Duplicate the records from the line containing "face, I would be grateful." through the end of the records, both ends included, omitting the pictures from your answer.

+++ RECORDS TO USE +++

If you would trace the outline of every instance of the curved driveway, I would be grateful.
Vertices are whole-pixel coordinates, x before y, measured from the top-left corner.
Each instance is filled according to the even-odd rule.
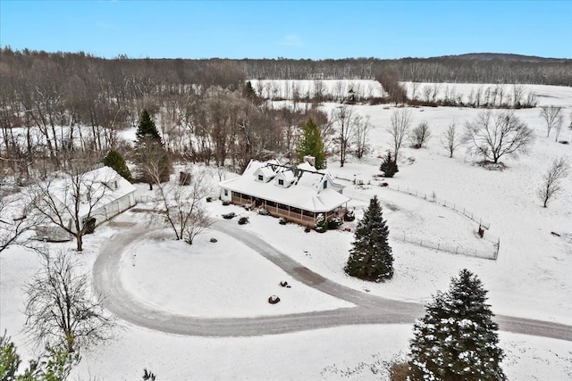
[[[241,229],[234,221],[219,220],[213,228],[240,240],[296,280],[350,302],[356,307],[231,319],[189,317],[150,308],[131,298],[122,285],[119,271],[123,248],[150,231],[143,224],[116,234],[102,248],[93,269],[96,292],[105,296],[108,310],[130,323],[172,334],[201,336],[273,335],[358,324],[413,324],[416,319],[425,314],[421,304],[384,299],[326,279],[260,237]],[[501,330],[572,341],[571,326],[500,315],[496,316],[495,320]]]

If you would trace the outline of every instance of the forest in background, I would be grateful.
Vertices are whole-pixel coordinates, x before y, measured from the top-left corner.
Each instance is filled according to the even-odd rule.
[[[400,60],[103,59],[4,47],[0,167],[22,179],[32,170],[60,169],[73,157],[100,161],[110,149],[129,160],[130,143],[119,133],[137,125],[143,109],[157,120],[174,160],[217,165],[231,160],[240,170],[251,158],[292,159],[307,118],[331,133],[332,116],[315,106],[336,100],[319,91],[292,94],[292,107],[275,109],[248,79],[311,79],[319,87],[320,80],[332,79],[378,80],[387,96],[375,102],[397,104],[408,102],[400,81],[572,86],[572,60],[486,54]]]

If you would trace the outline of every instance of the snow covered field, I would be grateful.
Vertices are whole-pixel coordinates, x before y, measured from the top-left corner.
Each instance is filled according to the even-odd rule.
[[[458,91],[465,85],[456,85]],[[467,85],[467,88],[477,85]],[[526,87],[528,87],[525,86]],[[572,112],[572,88],[530,87],[541,104],[565,107],[565,127],[560,139],[571,140],[566,128]],[[256,88],[256,86],[255,86]],[[465,90],[463,90],[465,91]],[[470,90],[468,90],[470,91]],[[326,104],[329,112],[339,104]],[[489,302],[496,314],[572,324],[572,176],[563,181],[564,193],[549,208],[536,198],[540,178],[555,157],[572,162],[572,145],[546,138],[538,108],[517,111],[534,128],[536,137],[528,155],[518,160],[503,158],[503,171],[475,165],[464,148],[450,159],[440,137],[454,119],[458,127],[474,119],[479,110],[411,108],[414,126],[426,120],[433,137],[427,148],[406,147],[400,172],[387,179],[391,186],[433,192],[442,199],[469,210],[491,224],[485,237],[500,239],[496,261],[454,255],[400,242],[400,234],[416,235],[434,243],[454,242],[460,246],[492,250],[480,240],[478,224],[450,209],[378,186],[372,176],[379,172],[378,158],[390,149],[386,132],[394,107],[354,106],[369,115],[371,152],[361,161],[349,157],[340,168],[335,157],[328,170],[341,178],[364,179],[366,186],[351,182],[347,194],[350,206],[361,216],[369,197],[377,195],[388,219],[395,256],[395,277],[387,284],[369,284],[347,277],[342,266],[353,236],[343,231],[323,235],[304,233],[302,228],[280,226],[272,217],[256,215],[235,206],[209,203],[211,213],[235,211],[249,217],[243,228],[264,237],[303,266],[324,277],[387,298],[425,302],[436,290],[448,287],[450,277],[467,268],[483,280]],[[553,132],[552,132],[553,133]],[[231,176],[231,175],[228,175]],[[213,178],[218,180],[217,176]],[[370,185],[367,185],[370,182]],[[140,192],[148,194],[146,186]],[[140,222],[144,213],[127,212],[114,222],[86,236],[80,255],[90,272],[100,246],[122,229],[115,222]],[[557,232],[556,236],[551,232]],[[167,231],[168,233],[168,231]],[[163,236],[163,234],[161,235]],[[123,286],[134,298],[154,308],[191,316],[254,317],[347,307],[348,303],[297,284],[280,269],[219,232],[208,231],[195,244],[147,237],[123,250]],[[218,242],[208,242],[211,236]],[[62,245],[62,244],[60,244]],[[38,269],[35,254],[11,248],[0,257],[0,330],[7,330],[24,358],[31,346],[21,329],[25,323],[21,286]],[[277,286],[281,280],[291,289]],[[270,306],[269,294],[283,302]],[[139,379],[143,369],[160,380],[181,379],[386,379],[376,374],[384,363],[403,356],[411,326],[350,326],[292,334],[237,338],[187,337],[150,331],[124,323],[117,337],[82,353],[74,373],[78,379]],[[505,373],[513,380],[568,380],[572,378],[572,343],[507,332],[500,333],[507,358]],[[119,359],[121,360],[119,360]]]

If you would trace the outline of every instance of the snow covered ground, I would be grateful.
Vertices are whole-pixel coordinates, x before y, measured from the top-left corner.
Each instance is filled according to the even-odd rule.
[[[461,86],[457,86],[460,91]],[[469,85],[467,87],[469,88]],[[560,139],[571,140],[571,131],[566,126],[572,112],[572,89],[532,87],[545,95],[538,97],[543,104],[565,107],[566,124]],[[337,106],[326,104],[324,108],[330,111]],[[572,324],[572,176],[563,181],[563,194],[549,208],[542,208],[535,195],[540,178],[553,158],[565,157],[572,162],[572,145],[545,137],[538,108],[516,112],[534,128],[536,139],[528,155],[518,160],[503,158],[508,167],[503,171],[475,165],[477,158],[467,156],[462,147],[450,159],[441,146],[440,136],[450,122],[455,120],[460,128],[481,111],[411,108],[414,125],[426,120],[433,137],[427,148],[405,147],[400,172],[385,180],[392,187],[415,189],[418,194],[434,192],[437,197],[460,205],[490,223],[485,237],[500,241],[499,258],[491,261],[400,242],[405,233],[433,243],[455,243],[482,251],[493,248],[490,242],[476,236],[477,223],[451,209],[377,186],[372,176],[379,173],[379,156],[391,148],[385,128],[395,108],[354,107],[360,114],[371,117],[371,152],[361,161],[349,157],[343,168],[332,157],[328,170],[341,178],[365,180],[366,186],[358,187],[340,180],[348,186],[347,194],[355,197],[350,206],[356,207],[358,218],[369,197],[377,195],[380,198],[395,256],[391,282],[364,283],[343,273],[341,268],[353,239],[351,233],[307,234],[301,227],[281,226],[272,217],[219,203],[208,204],[212,215],[220,219],[221,213],[235,211],[248,216],[250,223],[243,227],[245,229],[324,277],[358,290],[367,288],[384,297],[424,302],[437,290],[446,289],[450,277],[459,269],[467,268],[490,290],[493,312]],[[217,180],[214,175],[213,181]],[[140,192],[148,195],[145,188],[140,186]],[[138,222],[146,218],[145,213],[128,212],[86,236],[85,252],[79,254],[83,269],[90,270],[105,241],[118,230],[129,228],[120,222]],[[211,236],[218,242],[208,242]],[[164,238],[163,233],[118,248],[125,251],[122,262],[124,286],[138,300],[157,309],[223,318],[347,306],[343,301],[296,284],[282,270],[218,232],[206,232],[191,246],[161,237]],[[7,330],[24,358],[30,355],[32,347],[21,334],[25,323],[21,287],[38,267],[36,254],[19,248],[11,248],[0,256],[0,331]],[[278,287],[280,280],[288,280],[292,288]],[[283,302],[270,306],[265,302],[269,293],[278,294]],[[125,323],[114,340],[82,353],[75,377],[130,380],[140,378],[143,369],[147,368],[160,380],[385,379],[386,375],[375,372],[381,371],[386,362],[403,356],[410,336],[408,325],[209,338],[166,335]],[[509,379],[572,378],[570,342],[501,332],[500,344],[506,351],[503,368]]]

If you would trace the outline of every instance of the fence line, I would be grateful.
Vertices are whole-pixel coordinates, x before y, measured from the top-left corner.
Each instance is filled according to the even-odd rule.
[[[340,178],[338,176],[336,176],[335,178],[338,178],[338,179],[341,179],[341,180],[344,180],[344,181],[353,182],[352,180],[349,180],[348,178]],[[374,186],[374,185],[373,185],[373,186]],[[381,186],[381,187],[391,189],[392,191],[404,193],[404,194],[407,194],[407,195],[420,198],[422,200],[428,201],[429,203],[437,203],[439,205],[444,206],[445,208],[452,209],[453,211],[463,214],[465,217],[468,218],[469,219],[472,219],[475,222],[477,222],[479,225],[481,225],[483,228],[484,228],[487,230],[489,229],[489,228],[491,228],[491,223],[490,222],[484,221],[481,217],[477,216],[476,214],[473,213],[472,211],[468,211],[467,209],[466,209],[466,208],[464,208],[464,207],[462,207],[460,205],[458,205],[455,203],[450,203],[450,202],[448,202],[447,200],[438,198],[435,195],[434,192],[432,195],[427,195],[425,193],[418,192],[416,189],[410,189],[408,187],[401,187],[400,186],[399,186],[397,187],[391,186],[390,185],[382,186],[379,182],[378,182],[377,186]],[[356,198],[358,198],[359,200],[358,197],[356,197]],[[366,200],[366,201],[369,201],[369,200]]]
[[[147,195],[141,195],[139,192],[135,192],[135,201],[141,203],[147,203],[155,202],[155,199]]]
[[[480,218],[479,216],[477,216],[476,214],[475,214],[472,211],[467,210],[466,208],[463,208],[460,205],[458,205],[455,203],[450,203],[450,202],[447,202],[447,200],[440,199],[439,197],[437,197],[435,195],[434,192],[432,195],[427,195],[427,194],[425,194],[425,193],[420,193],[420,192],[417,192],[415,189],[409,189],[408,187],[408,188],[401,188],[400,186],[398,186],[396,188],[395,186],[383,186],[383,187],[386,187],[388,189],[391,189],[391,190],[393,190],[393,191],[396,191],[396,192],[405,193],[407,195],[413,195],[415,197],[426,200],[429,203],[437,203],[439,205],[444,206],[445,208],[452,209],[453,211],[463,214],[465,217],[474,220],[475,222],[477,222],[479,225],[481,225],[485,229],[489,229],[489,228],[491,227],[491,223],[490,222],[486,222],[486,221],[483,220],[483,219]]]
[[[391,234],[391,236],[396,241],[405,242],[417,246],[437,250],[439,252],[465,255],[468,257],[484,258],[486,260],[496,260],[499,257],[499,248],[500,246],[500,241],[499,240],[496,244],[493,243],[494,250],[492,251],[492,253],[487,253],[481,250],[467,249],[466,247],[461,247],[458,245],[451,245],[441,243],[435,244],[427,239],[410,238],[405,233],[394,233]]]

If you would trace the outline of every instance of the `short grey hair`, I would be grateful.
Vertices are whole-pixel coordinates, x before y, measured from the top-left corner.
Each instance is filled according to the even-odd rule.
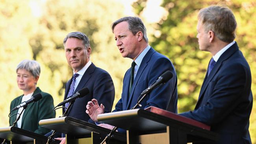
[[[129,30],[134,35],[138,32],[141,31],[143,34],[143,39],[147,42],[148,42],[148,39],[147,37],[147,29],[141,20],[136,17],[126,17],[117,20],[111,25],[112,31],[113,33],[115,27],[118,24],[122,22],[128,23]]]
[[[18,70],[22,69],[30,72],[35,78],[39,76],[41,72],[39,63],[34,60],[24,59],[21,61],[16,68],[16,72]]]
[[[228,7],[213,6],[204,8],[199,11],[198,19],[204,26],[205,31],[213,31],[221,40],[230,43],[236,38],[236,21]]]
[[[90,47],[90,41],[89,38],[84,33],[80,31],[74,31],[71,32],[66,36],[63,40],[63,45],[65,46],[65,44],[68,38],[73,37],[80,39],[83,41],[83,44],[84,45],[85,49]]]

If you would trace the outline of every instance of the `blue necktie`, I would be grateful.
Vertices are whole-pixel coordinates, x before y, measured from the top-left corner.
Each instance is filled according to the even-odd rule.
[[[73,93],[74,93],[74,90],[75,87],[75,82],[76,82],[76,79],[77,78],[78,76],[79,76],[79,74],[75,74],[73,76],[73,78],[72,78],[72,82],[71,83],[71,85],[70,85],[70,88],[69,88],[69,91],[68,94],[68,96],[67,97],[67,98],[69,98],[70,97],[73,95]],[[66,108],[67,108],[69,105],[69,103],[66,103],[65,106]]]
[[[209,64],[209,66],[208,66],[208,75],[207,76],[209,76],[211,71],[213,68],[213,66],[214,66],[215,63],[216,62],[214,61],[213,59],[212,58],[211,61],[210,61],[210,63]]]
[[[132,92],[132,85],[134,83],[134,69],[135,68],[135,65],[136,63],[134,61],[132,63],[132,66],[131,66],[131,79],[130,79],[130,87],[129,90],[129,96],[131,94]]]

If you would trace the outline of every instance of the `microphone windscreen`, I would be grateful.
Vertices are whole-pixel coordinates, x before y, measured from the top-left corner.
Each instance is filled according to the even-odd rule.
[[[34,102],[35,102],[38,101],[43,97],[42,96],[42,94],[40,93],[34,95],[33,97],[34,97]]]
[[[78,90],[78,92],[80,94],[79,98],[82,98],[89,93],[89,89],[87,87],[84,87]]]
[[[170,71],[168,70],[163,74],[161,76],[163,77],[163,83],[166,83],[167,81],[169,81],[173,78],[173,73],[172,73]]]

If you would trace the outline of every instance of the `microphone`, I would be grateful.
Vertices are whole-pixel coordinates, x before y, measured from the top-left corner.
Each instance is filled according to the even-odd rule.
[[[78,90],[76,94],[64,100],[59,103],[56,107],[59,107],[63,104],[76,100],[78,98],[82,98],[89,93],[89,89],[87,87],[84,87]]]
[[[38,93],[33,96],[32,96],[31,97],[31,98],[30,98],[30,99],[20,103],[20,105],[15,107],[15,108],[13,108],[13,109],[12,110],[11,110],[11,111],[16,110],[16,109],[19,109],[20,107],[23,107],[27,106],[29,104],[32,103],[33,102],[35,102],[38,101],[38,100],[39,100],[41,99],[42,98],[42,94],[40,94],[40,93]]]
[[[173,76],[173,74],[170,71],[167,71],[158,78],[158,79],[154,83],[153,83],[147,89],[143,90],[141,94],[141,95],[143,95],[148,94],[156,87],[162,83],[165,83]]]

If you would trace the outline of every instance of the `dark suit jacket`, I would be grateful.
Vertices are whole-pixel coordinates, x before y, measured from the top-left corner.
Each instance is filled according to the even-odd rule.
[[[131,109],[137,103],[138,98],[143,90],[156,81],[165,71],[170,70],[173,74],[173,77],[148,94],[140,103],[142,105],[140,108],[154,106],[177,113],[177,76],[174,67],[168,58],[151,48],[142,60],[134,79],[132,94],[129,96],[130,70],[130,68],[124,75],[122,97],[113,111]]]
[[[72,79],[72,78],[66,85],[64,100],[67,98]],[[85,113],[86,105],[89,101],[95,98],[98,100],[99,104],[102,103],[104,105],[106,113],[111,112],[115,98],[114,85],[111,77],[107,72],[95,66],[92,63],[83,76],[74,94],[85,87],[89,89],[89,93],[76,100],[70,107],[68,116],[95,124],[89,115]],[[63,109],[63,113],[64,112]]]
[[[195,110],[180,114],[210,126],[219,134],[212,143],[251,144],[251,73],[236,43],[221,56],[208,78],[208,73]]]
[[[23,112],[21,128],[36,133],[44,135],[50,131],[50,129],[39,126],[39,121],[48,118],[55,118],[55,111],[53,111],[54,107],[53,99],[50,94],[41,91],[39,87],[35,89],[33,95],[40,93],[43,98],[37,102],[31,103],[28,105]],[[13,100],[11,103],[10,111],[21,102],[23,94]],[[18,110],[14,111],[11,115],[18,112]],[[10,126],[13,125],[16,120],[17,115],[13,116],[9,120]],[[15,125],[17,126],[17,124]]]

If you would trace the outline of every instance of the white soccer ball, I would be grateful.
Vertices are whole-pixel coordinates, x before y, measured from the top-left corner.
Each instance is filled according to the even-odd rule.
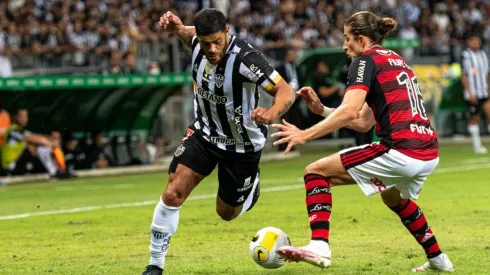
[[[277,254],[277,249],[288,245],[291,245],[291,242],[281,229],[262,228],[250,241],[250,255],[263,268],[278,268],[283,266],[285,261]]]

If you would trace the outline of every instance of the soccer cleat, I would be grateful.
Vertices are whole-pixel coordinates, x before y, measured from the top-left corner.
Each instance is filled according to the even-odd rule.
[[[485,147],[480,147],[477,150],[475,150],[475,154],[487,154],[488,150]]]
[[[163,269],[156,265],[147,265],[145,271],[141,275],[162,275]]]
[[[301,261],[320,268],[328,267],[332,263],[332,253],[330,252],[330,250],[327,254],[322,254],[310,245],[299,248],[292,246],[283,246],[277,249],[277,253],[281,255],[283,259],[289,262]]]
[[[424,271],[441,271],[441,272],[453,272],[454,265],[449,260],[446,254],[441,254],[437,257],[429,259],[424,265],[412,269],[412,272],[424,272]]]

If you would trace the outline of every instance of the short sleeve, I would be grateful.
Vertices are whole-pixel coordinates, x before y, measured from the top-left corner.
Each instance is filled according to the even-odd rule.
[[[347,76],[346,92],[361,89],[369,92],[376,80],[376,64],[368,55],[356,57],[350,67]]]
[[[279,73],[272,68],[265,57],[255,51],[242,57],[240,74],[266,92],[270,91],[281,80]]]

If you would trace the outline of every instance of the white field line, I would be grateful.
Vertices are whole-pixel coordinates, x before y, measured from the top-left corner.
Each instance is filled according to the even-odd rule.
[[[434,174],[446,174],[446,173],[461,172],[461,171],[472,171],[472,170],[478,170],[478,169],[484,169],[484,168],[490,168],[490,163],[439,168],[439,169],[436,169],[434,171]],[[295,180],[295,182],[301,182],[301,181],[303,181],[303,178],[297,178]],[[288,181],[287,181],[287,179],[275,179],[275,180],[268,180],[268,181],[264,181],[264,182],[269,182],[269,183],[284,182],[284,183],[286,183]],[[289,181],[289,182],[291,182],[291,181]],[[260,192],[270,193],[270,192],[280,192],[280,191],[286,191],[286,190],[297,190],[297,189],[303,189],[303,188],[304,188],[303,184],[294,184],[294,185],[263,188],[260,190]],[[215,193],[214,194],[206,194],[206,195],[190,196],[187,200],[188,201],[207,200],[207,199],[213,199],[213,198],[216,198]],[[49,216],[49,215],[56,215],[56,214],[78,213],[78,212],[87,212],[87,211],[95,211],[95,210],[102,210],[102,209],[145,206],[145,205],[156,204],[156,202],[157,201],[155,201],[155,200],[151,200],[151,201],[141,201],[141,202],[131,202],[131,203],[117,203],[117,204],[109,204],[109,205],[77,207],[77,208],[71,208],[71,209],[60,209],[60,210],[52,210],[52,211],[31,212],[31,213],[23,213],[23,214],[17,214],[17,215],[0,216],[0,221],[24,219],[24,218],[34,217],[34,216]]]

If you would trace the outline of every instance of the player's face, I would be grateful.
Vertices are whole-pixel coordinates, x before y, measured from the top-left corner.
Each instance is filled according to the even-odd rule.
[[[344,26],[344,51],[352,59],[362,53],[363,47],[359,39],[356,39],[350,32],[350,26]]]
[[[218,64],[226,53],[228,46],[228,27],[224,32],[215,32],[206,36],[198,36],[201,49],[211,64]]]

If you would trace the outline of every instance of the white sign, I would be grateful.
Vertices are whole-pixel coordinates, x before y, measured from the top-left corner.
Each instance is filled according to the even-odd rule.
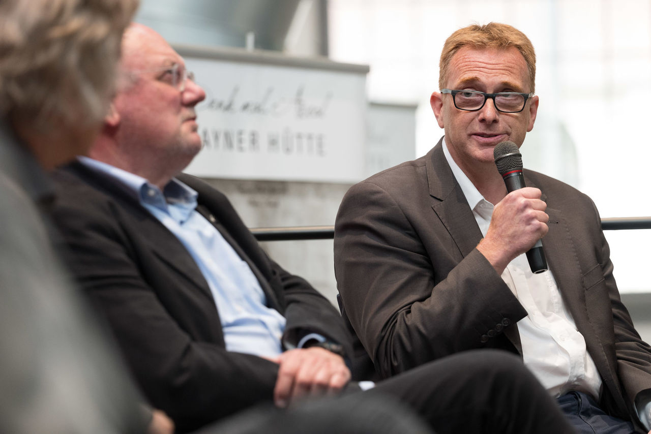
[[[206,94],[197,106],[203,148],[189,173],[331,182],[363,177],[365,74],[185,60]]]

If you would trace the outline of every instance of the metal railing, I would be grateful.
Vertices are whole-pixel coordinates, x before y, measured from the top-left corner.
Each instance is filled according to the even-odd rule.
[[[603,230],[651,229],[651,217],[602,219]],[[294,226],[283,228],[253,228],[253,236],[260,241],[332,239],[334,226]]]

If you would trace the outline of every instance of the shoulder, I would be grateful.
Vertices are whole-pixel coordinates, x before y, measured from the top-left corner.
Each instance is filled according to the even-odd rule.
[[[55,200],[50,216],[61,230],[113,226],[133,215],[141,218],[143,209],[115,182],[88,169],[68,166],[52,174]]]
[[[419,187],[426,189],[427,157],[405,161],[379,172],[353,185],[346,197],[367,194],[369,191],[383,191],[391,196],[400,197]]]

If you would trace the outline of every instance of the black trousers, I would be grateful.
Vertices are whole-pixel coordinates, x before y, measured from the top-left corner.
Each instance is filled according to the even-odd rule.
[[[350,388],[351,389],[353,388]],[[202,434],[574,434],[555,401],[504,351],[466,351],[339,398],[243,412]]]
[[[522,360],[482,349],[444,357],[358,392],[408,404],[438,434],[574,433]]]

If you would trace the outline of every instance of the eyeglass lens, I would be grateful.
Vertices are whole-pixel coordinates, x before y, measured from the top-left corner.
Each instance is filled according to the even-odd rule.
[[[454,95],[454,103],[462,110],[477,110],[484,105],[487,96],[477,92],[463,91]],[[493,98],[497,109],[501,111],[518,112],[525,105],[525,97],[516,93],[501,93]]]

+++

* **FULL SOLUTION**
If you would trace the outline of every instance of the player's face, I would be grateful.
Vertices are whole-pixel coordinates, x before y, measured from the top-left corner.
Each instance is filled according to the even-odd rule.
[[[344,26],[344,51],[352,59],[362,53],[363,47],[359,39],[356,39],[350,32],[350,26]]]
[[[218,64],[226,53],[228,46],[228,27],[224,32],[215,32],[206,36],[198,36],[201,49],[211,64]]]

If you would trace the outline of every instance of the white sign, I would be grateful.
Vertices are whole-pixel coordinates, x before y, measured from the top-left corner.
Each instance is filled according to the even-odd rule.
[[[206,94],[197,106],[203,148],[189,173],[331,182],[363,177],[365,74],[185,60]]]

If you would trace the outline of every instance of the metal railing, I would be grateful.
Vertices are whole-pixel coordinates, x before y, measured from the top-left corner.
Each instance is filled according to the even-odd rule.
[[[603,230],[651,229],[651,217],[602,219]],[[294,226],[283,228],[253,228],[253,236],[260,241],[332,239],[334,226]]]

If you would trace the outline of every instance of the shoulder, I would be grateful.
Vertices are whole-pixel coordinates, x before y, measured from the top-left corner.
Each instance is filled according to the even-odd rule.
[[[55,200],[50,216],[61,230],[113,226],[133,215],[141,218],[143,209],[115,182],[88,169],[68,166],[52,174]]]
[[[419,187],[426,189],[427,157],[405,161],[379,172],[353,185],[346,197],[367,194],[369,191],[383,191],[391,196],[400,197]]]

If you would trace the outline of every instance of the black trousers, I would be grateful.
Vertices are whole-pixel coordinates, x before y, measured from the top-left corner.
Each instance is filled according to the even-odd rule.
[[[350,388],[351,389],[353,388]],[[202,434],[574,434],[555,401],[504,351],[466,351],[339,398],[243,412]]]
[[[522,360],[482,349],[444,357],[358,392],[408,404],[438,434],[574,433]]]

If you would trace the outline of every instance of the eyeglass lens, I would be grateful.
Vertices are whole-pixel coordinates, x before y, measured from the top-left corner.
Each instance is filled according to the even-odd rule.
[[[454,95],[454,103],[462,110],[477,110],[484,105],[487,96],[477,92],[463,91]],[[493,98],[497,109],[501,111],[518,112],[525,105],[525,97],[516,93],[501,93]]]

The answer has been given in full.